AIM OF THE TASK ▸
With the images removed, write out every line below exactly.

RECORDS FOR THIS TASK ▸
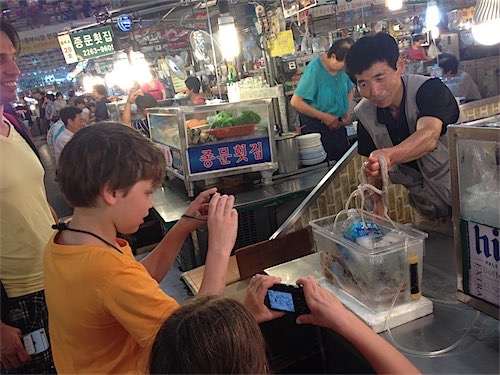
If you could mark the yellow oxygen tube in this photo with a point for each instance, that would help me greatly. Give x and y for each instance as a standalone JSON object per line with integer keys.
{"x": 414, "y": 281}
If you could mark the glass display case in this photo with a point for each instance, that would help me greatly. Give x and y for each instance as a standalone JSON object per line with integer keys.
{"x": 211, "y": 141}
{"x": 475, "y": 178}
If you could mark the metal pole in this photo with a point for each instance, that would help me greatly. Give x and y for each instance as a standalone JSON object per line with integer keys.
{"x": 213, "y": 50}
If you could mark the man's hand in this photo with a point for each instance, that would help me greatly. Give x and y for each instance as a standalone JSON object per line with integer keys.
{"x": 134, "y": 94}
{"x": 330, "y": 120}
{"x": 12, "y": 352}
{"x": 372, "y": 165}
{"x": 346, "y": 119}
{"x": 254, "y": 298}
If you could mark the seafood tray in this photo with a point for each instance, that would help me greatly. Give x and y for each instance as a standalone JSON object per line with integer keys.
{"x": 377, "y": 276}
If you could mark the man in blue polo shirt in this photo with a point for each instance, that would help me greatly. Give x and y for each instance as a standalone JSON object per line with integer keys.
{"x": 323, "y": 99}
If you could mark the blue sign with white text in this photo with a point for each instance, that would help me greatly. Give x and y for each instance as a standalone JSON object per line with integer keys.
{"x": 212, "y": 157}
{"x": 124, "y": 22}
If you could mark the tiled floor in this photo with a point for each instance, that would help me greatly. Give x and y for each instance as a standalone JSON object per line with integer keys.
{"x": 171, "y": 284}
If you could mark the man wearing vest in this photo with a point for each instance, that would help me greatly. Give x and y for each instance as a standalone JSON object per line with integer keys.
{"x": 403, "y": 119}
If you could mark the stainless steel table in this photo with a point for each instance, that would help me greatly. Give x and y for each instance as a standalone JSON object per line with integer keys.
{"x": 171, "y": 200}
{"x": 478, "y": 352}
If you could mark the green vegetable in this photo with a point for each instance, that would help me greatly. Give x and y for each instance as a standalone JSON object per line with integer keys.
{"x": 247, "y": 117}
{"x": 223, "y": 120}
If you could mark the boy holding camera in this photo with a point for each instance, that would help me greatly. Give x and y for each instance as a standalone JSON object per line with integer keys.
{"x": 105, "y": 307}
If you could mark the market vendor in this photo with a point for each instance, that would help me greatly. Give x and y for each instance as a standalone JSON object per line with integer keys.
{"x": 155, "y": 88}
{"x": 143, "y": 101}
{"x": 403, "y": 118}
{"x": 416, "y": 52}
{"x": 193, "y": 86}
{"x": 323, "y": 99}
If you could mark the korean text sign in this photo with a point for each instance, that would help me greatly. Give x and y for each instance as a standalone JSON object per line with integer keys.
{"x": 212, "y": 157}
{"x": 87, "y": 44}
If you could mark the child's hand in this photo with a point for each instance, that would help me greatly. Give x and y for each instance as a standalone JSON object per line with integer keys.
{"x": 197, "y": 213}
{"x": 222, "y": 223}
{"x": 254, "y": 298}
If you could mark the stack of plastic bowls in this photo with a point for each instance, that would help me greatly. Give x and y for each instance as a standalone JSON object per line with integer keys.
{"x": 311, "y": 150}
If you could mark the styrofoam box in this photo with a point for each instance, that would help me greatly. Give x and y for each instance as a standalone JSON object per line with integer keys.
{"x": 372, "y": 276}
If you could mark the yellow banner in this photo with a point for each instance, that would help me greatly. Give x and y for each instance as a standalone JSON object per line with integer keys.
{"x": 282, "y": 45}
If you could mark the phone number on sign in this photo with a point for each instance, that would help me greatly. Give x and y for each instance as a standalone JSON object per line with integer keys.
{"x": 96, "y": 51}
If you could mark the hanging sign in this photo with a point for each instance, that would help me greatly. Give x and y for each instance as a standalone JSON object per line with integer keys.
{"x": 88, "y": 44}
{"x": 212, "y": 157}
{"x": 124, "y": 22}
{"x": 291, "y": 7}
{"x": 283, "y": 44}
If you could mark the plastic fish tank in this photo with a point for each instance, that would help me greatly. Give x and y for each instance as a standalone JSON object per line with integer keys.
{"x": 374, "y": 274}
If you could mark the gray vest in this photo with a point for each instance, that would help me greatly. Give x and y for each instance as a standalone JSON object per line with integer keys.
{"x": 430, "y": 186}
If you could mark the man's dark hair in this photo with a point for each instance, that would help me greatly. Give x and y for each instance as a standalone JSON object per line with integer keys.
{"x": 79, "y": 100}
{"x": 448, "y": 62}
{"x": 8, "y": 29}
{"x": 69, "y": 113}
{"x": 418, "y": 38}
{"x": 193, "y": 83}
{"x": 371, "y": 49}
{"x": 145, "y": 101}
{"x": 101, "y": 89}
{"x": 340, "y": 48}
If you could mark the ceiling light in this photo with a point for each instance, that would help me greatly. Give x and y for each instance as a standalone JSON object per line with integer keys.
{"x": 394, "y": 4}
{"x": 228, "y": 37}
{"x": 486, "y": 22}
{"x": 432, "y": 17}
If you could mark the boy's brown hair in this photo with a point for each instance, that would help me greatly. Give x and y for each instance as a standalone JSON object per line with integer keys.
{"x": 209, "y": 335}
{"x": 107, "y": 154}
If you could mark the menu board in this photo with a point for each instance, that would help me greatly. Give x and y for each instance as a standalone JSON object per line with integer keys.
{"x": 291, "y": 7}
{"x": 87, "y": 44}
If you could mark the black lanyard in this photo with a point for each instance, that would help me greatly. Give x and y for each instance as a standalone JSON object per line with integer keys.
{"x": 64, "y": 226}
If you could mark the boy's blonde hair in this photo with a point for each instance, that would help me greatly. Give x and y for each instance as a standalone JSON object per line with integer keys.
{"x": 107, "y": 154}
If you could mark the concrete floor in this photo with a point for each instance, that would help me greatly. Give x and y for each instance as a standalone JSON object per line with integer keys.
{"x": 171, "y": 284}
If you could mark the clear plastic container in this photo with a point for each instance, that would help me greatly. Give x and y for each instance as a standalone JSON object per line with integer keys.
{"x": 372, "y": 276}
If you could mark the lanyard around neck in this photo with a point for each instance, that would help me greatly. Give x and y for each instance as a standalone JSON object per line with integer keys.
{"x": 64, "y": 226}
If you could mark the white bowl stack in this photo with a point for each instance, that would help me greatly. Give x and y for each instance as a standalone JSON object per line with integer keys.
{"x": 310, "y": 149}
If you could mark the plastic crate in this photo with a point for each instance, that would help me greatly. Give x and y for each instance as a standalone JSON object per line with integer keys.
{"x": 232, "y": 131}
{"x": 372, "y": 276}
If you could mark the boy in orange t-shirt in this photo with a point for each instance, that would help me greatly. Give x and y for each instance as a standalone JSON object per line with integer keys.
{"x": 105, "y": 307}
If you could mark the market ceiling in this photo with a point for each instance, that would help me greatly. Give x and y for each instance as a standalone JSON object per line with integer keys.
{"x": 39, "y": 23}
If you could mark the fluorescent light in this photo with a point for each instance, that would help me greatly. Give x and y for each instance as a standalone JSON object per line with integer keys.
{"x": 486, "y": 22}
{"x": 432, "y": 17}
{"x": 228, "y": 37}
{"x": 394, "y": 4}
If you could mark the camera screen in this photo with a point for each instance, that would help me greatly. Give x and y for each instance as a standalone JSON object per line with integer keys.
{"x": 281, "y": 300}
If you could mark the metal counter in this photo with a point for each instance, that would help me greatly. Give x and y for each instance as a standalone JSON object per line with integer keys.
{"x": 478, "y": 352}
{"x": 171, "y": 200}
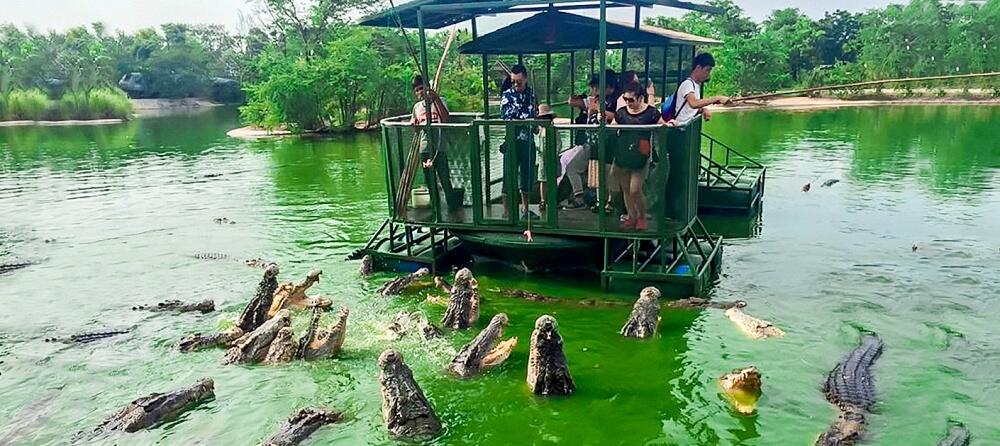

WRITTEN ANSWER ▸
If you could mark the yellow oxygen tube in this photo with a point for each instance, that would help me greatly. Give x and y for each instance as a standalone JSON object per line with integer keys.
{"x": 414, "y": 281}
If you could mark the glass display case in this photo with a point for each instance, that would help me greatly. Give x and y for each instance as a standalone JSON object per line with integer keys.
{"x": 211, "y": 141}
{"x": 475, "y": 178}
If you could mark the metal pole in this photo with a point for each instance, that would help me greatly. Give x and y for each instance as a standalone JSON object per line with integer keys.
{"x": 213, "y": 50}
If you could mark the man's hand in this photo with a point for each instance, that would help me greatly. Give x and y for each instance as a standalone JSON object per line with integer keys.
{"x": 134, "y": 94}
{"x": 330, "y": 120}
{"x": 12, "y": 352}
{"x": 372, "y": 165}
{"x": 346, "y": 119}
{"x": 254, "y": 298}
If you could mark the seafood tray in this photo with a point for each instance, that would help me greatly. Give x and y for each instance as a standalone JSON object per line with integer keys.
{"x": 377, "y": 276}
If you could mark the man in blue polo shirt in this photo with a point for each instance, that would help me greatly. Give x and y for each instance as a standalone JSON object per line with integer keys.
{"x": 323, "y": 99}
If you could mark the blue sign with white text in this photo with a point for each instance, that would help me greatly. Give x and y for each instance as a standalone JSON object per line with integer keys.
{"x": 212, "y": 157}
{"x": 124, "y": 22}
If you could mark the tiled floor in this photo with a point for each instance, that would help me greatly. Give x and y for each instance as a standalone JSON object per line with integer keys.
{"x": 171, "y": 284}
If you could mark the man wearing vest in this photo with a point for each instance, that would help me greatly. Give x and y for each instance as a standalone JSON object per line with integer keys.
{"x": 403, "y": 119}
If you could mark the stainless steel table in this photo with a point for each instance, that would help me greatly. Give x and y for each instance as a standalone JSON object per line with integer keys.
{"x": 171, "y": 200}
{"x": 478, "y": 352}
If you could mark the green vegetable in this photo with a point for each instance, that would help me greatly. Give x and y for each instance as a standalone JSON object per line with integer keys.
{"x": 247, "y": 117}
{"x": 223, "y": 120}
If you could mark the boy holding camera in this photo with a point for each instance, that would help me greatly. Give x and y for each instance as a standalone JSON object per line with integer keys.
{"x": 105, "y": 307}
If you could mark the market vendor in this photo with a point for each instance, that would help me greatly. Give x and y for each instance as a standalone JSON object per line with integer keys.
{"x": 155, "y": 88}
{"x": 143, "y": 101}
{"x": 403, "y": 118}
{"x": 416, "y": 52}
{"x": 193, "y": 86}
{"x": 323, "y": 99}
If you could mark the korean text sign in this photo with a point for each instance, that would help me greatly. Give x and y for each instance as a standalone JSON object per line with integer keys.
{"x": 212, "y": 157}
{"x": 87, "y": 44}
If you could mark the child's hand in this photo with a point for each instance, that would help me greatly. Give x and y for each instance as a standalone JSON object per line with integer keys.
{"x": 197, "y": 213}
{"x": 222, "y": 223}
{"x": 254, "y": 298}
If you could mark the stack of plastic bowls in this photo with a point for each instance, that would help me greatly. Give x and y for each instance as a standalone JSON object per line with integer keys.
{"x": 311, "y": 150}
If you could mark the styrofoam box in this photo with a point for each instance, that would help me greatly. Give x and y for each instance as a standalone JSON object per line with integer keys.
{"x": 372, "y": 276}
If you could mark the yellow banner in this photo with a point for each instance, that would help me greatly. Give x and y for each instance as a standalone JSON object per line with integer keys.
{"x": 282, "y": 45}
If you could mark the phone number on sign in this photo with a point for each instance, that would help me greatly. Give x and y for each instance as a standalone JSON object per line with integer keys.
{"x": 96, "y": 51}
If you could mark the hanging sign in this photo with a point for each instance, that would help me greatly. Give x and y for each instance as a standalone JSON object per line with integer keys.
{"x": 88, "y": 44}
{"x": 212, "y": 157}
{"x": 124, "y": 22}
{"x": 291, "y": 7}
{"x": 283, "y": 44}
If you could mark the plastic fish tank in this photo with a point for each instance, that would help me greatly. Give x and y for each instance as a standalone JSON object per line with integer keys.
{"x": 374, "y": 274}
If you could mark the gray vest in this photo with a point for each instance, that would help me greatly. Give x and y for each instance as a standalone JSON object per line with integer keys.
{"x": 430, "y": 186}
If you could mark the man's dark hair in this photo with a point for each instance, that would help me greatly. Give x and y for each instance as a standalone JSON object per line with integer keys.
{"x": 79, "y": 100}
{"x": 448, "y": 62}
{"x": 8, "y": 29}
{"x": 69, "y": 113}
{"x": 418, "y": 38}
{"x": 193, "y": 83}
{"x": 371, "y": 49}
{"x": 145, "y": 101}
{"x": 101, "y": 89}
{"x": 340, "y": 48}
If you could mark the ceiling light in this photo with a point for each instance, that would help me greatly. Give x and y for each instance as a standalone JSON object per line with integer keys.
{"x": 394, "y": 4}
{"x": 228, "y": 37}
{"x": 486, "y": 22}
{"x": 432, "y": 17}
If you could mark the boy's brown hair in this photo with a point for each instance, that would help me greatly. Give x and y for each instance as a standalone JSON object per line with integer keys.
{"x": 209, "y": 335}
{"x": 107, "y": 154}
If you could mark the menu board in this photo with a point for each instance, that would help me greatly. Give x and y for each instance as a standalone JSON object per line with integer keys.
{"x": 291, "y": 7}
{"x": 87, "y": 44}
If you could mark the black lanyard in this photo with a point for each instance, that would help me greatly. Give x and y for each instance as a standalone JSON object per line with integer keys.
{"x": 64, "y": 226}
If you could mark the boy's blonde hair in this photo with a point for each instance, that would help me greatly. Give x and y for each instance as a standalone JSON object per line with integer keys.
{"x": 107, "y": 154}
If you could mark the concrete floor in this photo with a point for each instance, that would help me greatly. Give x and y for each instance as a standalone JSON object per line with integer keys.
{"x": 171, "y": 284}
If you could mark the clear plastic container in this photo with a point for each instance, that would help me greatly. Give x and y for each instance as a standalone JSON object per line with integer keys.
{"x": 372, "y": 276}
If you could mark the lanyard around neck in this photo with a point for each instance, that would help me greatly. Give x and y for each instance as a standalone JSON object per line with integer keys.
{"x": 64, "y": 226}
If you could mark the white bowl stack in this photo with a point for each instance, that would help me greatly. Give x and y for each instance as a standalone JSON object per line with integer keys.
{"x": 310, "y": 149}
If you could mark the plastic crate in this photo with a point for each instance, that would help me greatly. Give x and y for each instance as a standalone JSON object per line with integer keys.
{"x": 232, "y": 131}
{"x": 372, "y": 276}
If you could mark the boy in orange t-shirt in this photo with a point for each instance, that would help me greatly. Give x and y for each instance as a standalone JSON object per line with integer keys.
{"x": 105, "y": 307}
If you could mark the market ceiling in this photo with a point for each instance, that would help me greatly. Give x and y for each instance as a standalone JSON object per line with integer keys.
{"x": 39, "y": 23}
If you could mark the fluorescent light in this photo with a point for each instance, that would help me greatly. Give x and y for each instance as a standalone JSON object per line with integer keys.
{"x": 486, "y": 22}
{"x": 432, "y": 17}
{"x": 228, "y": 37}
{"x": 394, "y": 4}
If you could mark the camera screen in this photo with a point for each instance, that would help me greatly. Give x and y for each instance as a standalone JSON object per line with integer keys.
{"x": 281, "y": 300}
If you could mark the metal counter in this photo with a point for each instance, that would help me greatly. Give x and y for each instance as a standalone JSON object per line with integer keys.
{"x": 478, "y": 352}
{"x": 171, "y": 200}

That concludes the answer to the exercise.